Has anyone ever tried to disprove the theory of politics making a dialect and that phrase about dialect from Weinrich?


----------



## jmx

This thread sounds like a conversation in different, not mutually intelligible languages. Frank06 and Athaulf use _linguistics-speak_ (as I would try to do too), while Dihydrogen Monoxide speaks the common-man language. 

It's a pity but in many countries, certainly in Spain, linguistics hasn't permeated the University limits, and the general public still believes in ideas that should be considered _old superstitions_ but continue thriving in the educational system or the media.


----------



## Frank06

Hi,


dihydrogen monoxide said:


> Has anyone ever tried to disprove the theory of politics making a dialect and that phrase about dialect from Weinrich?


Can you please clarify? What do you mean?



jmartins said:


> This thread sounds like a conversation in different, not mutually intelligible languages.




Groetjes,

Frank


----------



## dihydrogen monoxide

And how does politics fit into all this? How does someone decide what is going to be a dialect or not? Imagine this situation. If you discover a writing which is known to you of a language you know sometime in the past, written on a clay, how would you know you are dealing with a dialect or a language?

I mean is there someone who doesn't agree with the statement of Weinrich and with the thinking of politics not making a dialect?


----------



## Frank06

Hi,


dihydrogen monoxide said:


> If you discover a writing which is known to you of a language you know sometime in the past, written on a clay, how would you know you are dealing with a dialect or a language?


I am so sorry, but this doesn't make sense. Not one historical linguist would even consider such a question (or distinction).
To linguists, maybe apart from socio-linguists, the language-dialect "distinction" is irrelevant.
You can find some good information in e.g. Trask: _Language. The basics_, 2nd edition.



> I mean is there someone who doesn't agree with the statement of Weinrich and with the thinking of politics not making a dialect?


Wheinrich's statement "A language is a dialect with an army and navy" was a boutade. 
If you'd take it literally, iwould exclude, a.o. Luxembourgish, since Luxemburg doesn't have a navy. 

I hope this example is nifty enough. It only serves to indicate that boutades aren't supposed to be taken literally and hence aren't supposed to be proved or disproved.

**AVAILABLE DATA:**

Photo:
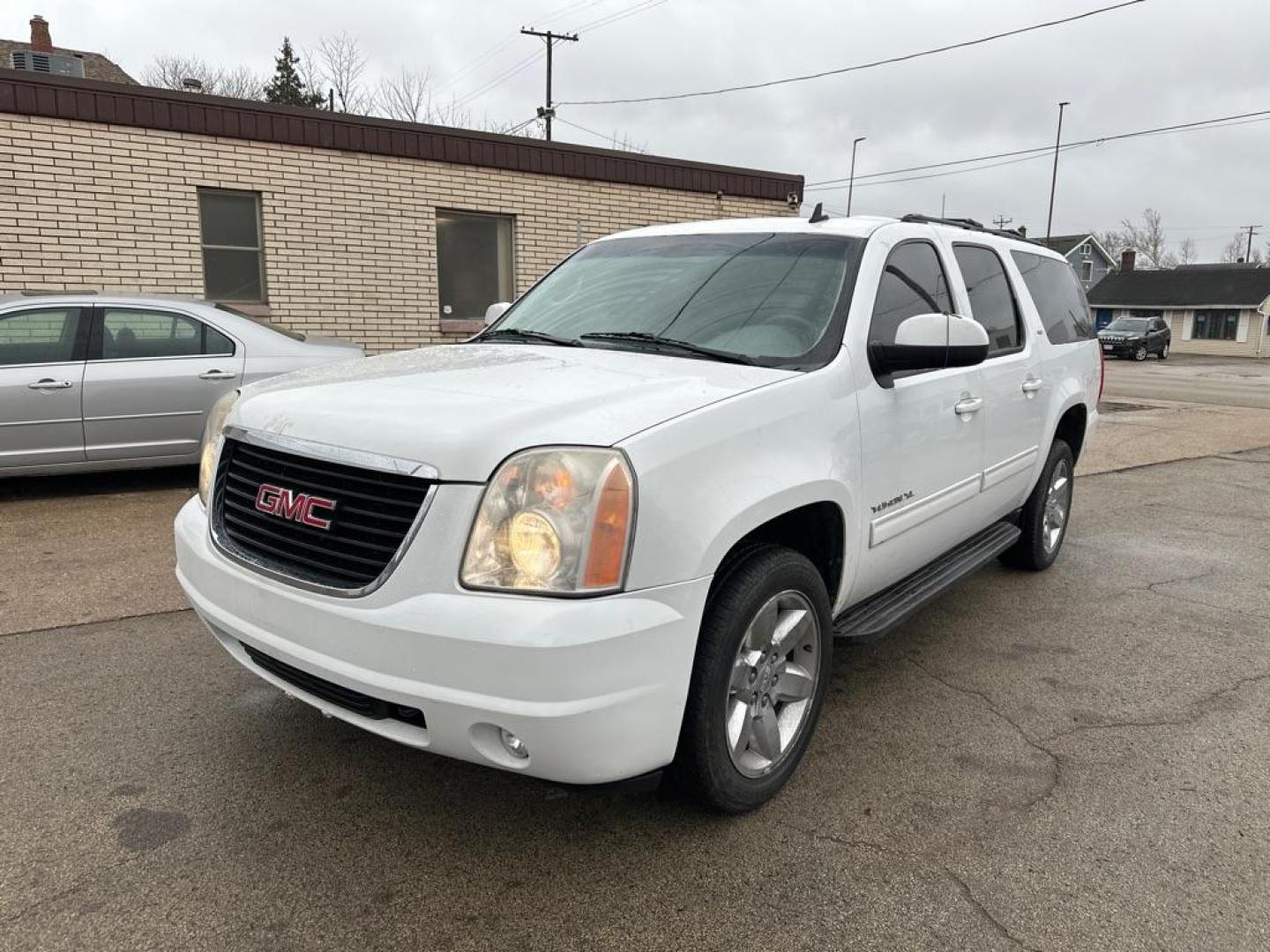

**EXERCISE OBJECTIVE:** Rewrite the stretch of the thread from "I hope this" through "proved or disproved.", putting "clear" in place of "nifty".

**COMPLETE RESPONSE:**
I hope this example is clear enough. It only serves to indicate that boutades aren't supposed to be taken literally and hence aren't supposed to be proved or disproved.